Aim of the exercise ▸
How many lines in the rows below contain the string "instance"? Reply with the number alone.

↓

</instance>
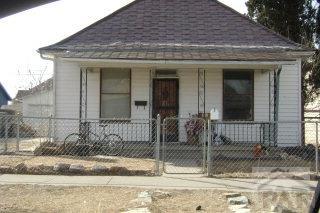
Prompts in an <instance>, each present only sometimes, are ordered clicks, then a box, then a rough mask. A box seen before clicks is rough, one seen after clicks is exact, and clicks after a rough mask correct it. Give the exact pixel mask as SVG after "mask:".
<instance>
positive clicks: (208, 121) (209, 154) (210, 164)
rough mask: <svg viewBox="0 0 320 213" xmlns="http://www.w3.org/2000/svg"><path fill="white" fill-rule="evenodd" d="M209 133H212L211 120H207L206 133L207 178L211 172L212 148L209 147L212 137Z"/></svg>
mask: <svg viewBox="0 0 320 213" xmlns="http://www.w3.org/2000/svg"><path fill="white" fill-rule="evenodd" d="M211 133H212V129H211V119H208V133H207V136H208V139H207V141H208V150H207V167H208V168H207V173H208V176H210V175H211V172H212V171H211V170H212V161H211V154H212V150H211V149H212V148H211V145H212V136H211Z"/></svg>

↑

Answer space ▸
3